Repeat the material below word for word, starting at the line containing "job: return the mask of every instance of the small" and continuing through its final line.

================================

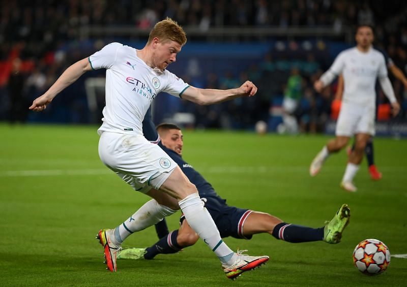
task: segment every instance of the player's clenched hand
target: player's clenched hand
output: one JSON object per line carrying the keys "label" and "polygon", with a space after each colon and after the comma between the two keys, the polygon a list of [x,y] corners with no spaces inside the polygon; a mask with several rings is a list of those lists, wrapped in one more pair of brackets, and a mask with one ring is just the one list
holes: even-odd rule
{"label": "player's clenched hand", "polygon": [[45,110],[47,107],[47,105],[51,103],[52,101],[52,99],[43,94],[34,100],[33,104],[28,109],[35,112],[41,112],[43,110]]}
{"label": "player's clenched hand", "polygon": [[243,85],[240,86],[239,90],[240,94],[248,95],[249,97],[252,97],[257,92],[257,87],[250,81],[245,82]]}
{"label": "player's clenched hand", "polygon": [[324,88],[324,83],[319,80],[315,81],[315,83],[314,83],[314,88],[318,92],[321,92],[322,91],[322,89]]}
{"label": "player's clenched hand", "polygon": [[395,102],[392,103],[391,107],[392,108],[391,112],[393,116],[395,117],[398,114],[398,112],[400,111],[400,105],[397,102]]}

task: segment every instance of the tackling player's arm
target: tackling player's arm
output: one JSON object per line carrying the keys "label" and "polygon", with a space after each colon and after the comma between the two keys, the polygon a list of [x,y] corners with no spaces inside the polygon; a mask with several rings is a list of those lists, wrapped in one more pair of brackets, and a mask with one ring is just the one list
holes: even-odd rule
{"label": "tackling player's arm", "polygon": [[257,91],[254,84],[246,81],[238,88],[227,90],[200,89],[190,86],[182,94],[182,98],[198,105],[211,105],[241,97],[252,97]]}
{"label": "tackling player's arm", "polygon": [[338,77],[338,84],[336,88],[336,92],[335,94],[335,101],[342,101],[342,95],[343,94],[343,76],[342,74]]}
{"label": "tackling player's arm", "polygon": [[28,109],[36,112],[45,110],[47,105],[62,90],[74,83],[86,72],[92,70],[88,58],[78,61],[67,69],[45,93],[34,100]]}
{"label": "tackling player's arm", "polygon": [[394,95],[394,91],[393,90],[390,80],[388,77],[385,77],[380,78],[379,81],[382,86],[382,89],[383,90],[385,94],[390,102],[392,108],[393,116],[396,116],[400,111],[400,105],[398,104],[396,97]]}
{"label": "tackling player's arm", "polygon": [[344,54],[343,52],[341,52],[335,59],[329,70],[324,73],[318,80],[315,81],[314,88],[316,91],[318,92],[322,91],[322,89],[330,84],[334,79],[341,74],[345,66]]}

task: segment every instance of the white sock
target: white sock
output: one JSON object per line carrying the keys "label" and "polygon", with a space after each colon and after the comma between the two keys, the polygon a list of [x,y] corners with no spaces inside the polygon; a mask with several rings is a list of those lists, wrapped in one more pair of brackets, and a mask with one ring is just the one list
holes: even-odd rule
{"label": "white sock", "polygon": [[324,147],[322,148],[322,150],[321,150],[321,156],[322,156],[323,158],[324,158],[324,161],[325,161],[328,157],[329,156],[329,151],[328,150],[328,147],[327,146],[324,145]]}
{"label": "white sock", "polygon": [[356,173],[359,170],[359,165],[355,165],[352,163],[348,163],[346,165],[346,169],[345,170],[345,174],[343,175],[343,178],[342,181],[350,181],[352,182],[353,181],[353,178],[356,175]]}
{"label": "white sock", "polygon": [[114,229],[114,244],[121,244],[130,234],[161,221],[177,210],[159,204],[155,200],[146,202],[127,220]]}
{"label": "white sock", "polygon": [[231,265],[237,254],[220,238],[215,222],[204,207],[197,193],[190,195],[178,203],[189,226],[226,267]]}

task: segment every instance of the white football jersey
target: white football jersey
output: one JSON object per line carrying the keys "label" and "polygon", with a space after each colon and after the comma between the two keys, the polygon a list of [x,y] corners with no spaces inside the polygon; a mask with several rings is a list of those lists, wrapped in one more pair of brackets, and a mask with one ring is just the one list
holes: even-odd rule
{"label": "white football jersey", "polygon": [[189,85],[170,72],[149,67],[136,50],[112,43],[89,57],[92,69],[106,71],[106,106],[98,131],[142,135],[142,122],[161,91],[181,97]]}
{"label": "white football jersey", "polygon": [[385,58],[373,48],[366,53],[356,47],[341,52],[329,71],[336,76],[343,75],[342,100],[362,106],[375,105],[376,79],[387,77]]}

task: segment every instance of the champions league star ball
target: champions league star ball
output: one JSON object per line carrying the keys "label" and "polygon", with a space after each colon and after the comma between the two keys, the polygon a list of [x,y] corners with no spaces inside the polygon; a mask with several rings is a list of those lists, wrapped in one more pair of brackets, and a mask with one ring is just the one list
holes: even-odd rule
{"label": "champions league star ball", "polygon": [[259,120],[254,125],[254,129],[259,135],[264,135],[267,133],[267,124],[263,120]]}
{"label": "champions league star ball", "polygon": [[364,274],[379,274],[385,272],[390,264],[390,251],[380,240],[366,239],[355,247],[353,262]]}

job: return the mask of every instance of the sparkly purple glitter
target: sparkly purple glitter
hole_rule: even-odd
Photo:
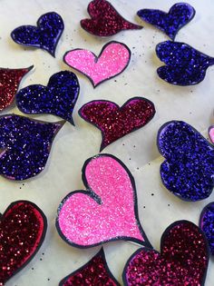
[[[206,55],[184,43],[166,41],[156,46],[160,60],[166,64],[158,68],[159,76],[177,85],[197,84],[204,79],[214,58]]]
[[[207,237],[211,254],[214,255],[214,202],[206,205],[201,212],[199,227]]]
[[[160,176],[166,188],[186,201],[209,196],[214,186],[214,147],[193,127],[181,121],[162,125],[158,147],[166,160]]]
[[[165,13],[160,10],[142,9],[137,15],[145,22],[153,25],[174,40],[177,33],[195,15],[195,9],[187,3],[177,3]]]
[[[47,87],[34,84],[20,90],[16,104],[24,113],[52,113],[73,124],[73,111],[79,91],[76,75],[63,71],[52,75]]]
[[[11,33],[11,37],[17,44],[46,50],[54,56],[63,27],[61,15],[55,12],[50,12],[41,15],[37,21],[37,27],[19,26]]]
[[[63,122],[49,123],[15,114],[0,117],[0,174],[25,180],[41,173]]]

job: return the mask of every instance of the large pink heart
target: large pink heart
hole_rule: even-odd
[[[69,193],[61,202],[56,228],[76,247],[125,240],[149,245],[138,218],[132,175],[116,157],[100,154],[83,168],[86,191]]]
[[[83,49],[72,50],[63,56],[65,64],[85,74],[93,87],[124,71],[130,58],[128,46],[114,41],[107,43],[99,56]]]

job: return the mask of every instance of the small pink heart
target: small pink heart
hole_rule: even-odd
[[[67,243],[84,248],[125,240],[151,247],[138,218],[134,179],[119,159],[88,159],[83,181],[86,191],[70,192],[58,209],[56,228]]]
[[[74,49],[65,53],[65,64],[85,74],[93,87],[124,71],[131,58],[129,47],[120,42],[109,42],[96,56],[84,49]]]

================================

# [Completed task]
job: return the mask of every instance of the small pink heart
target: small pink heart
hole_rule: even-odd
[[[67,243],[84,248],[125,240],[151,247],[138,218],[134,179],[119,159],[88,159],[83,181],[86,191],[70,192],[58,209],[56,228]]]
[[[74,49],[65,53],[65,64],[85,74],[93,87],[124,71],[131,58],[129,47],[120,42],[109,42],[96,56],[84,49]]]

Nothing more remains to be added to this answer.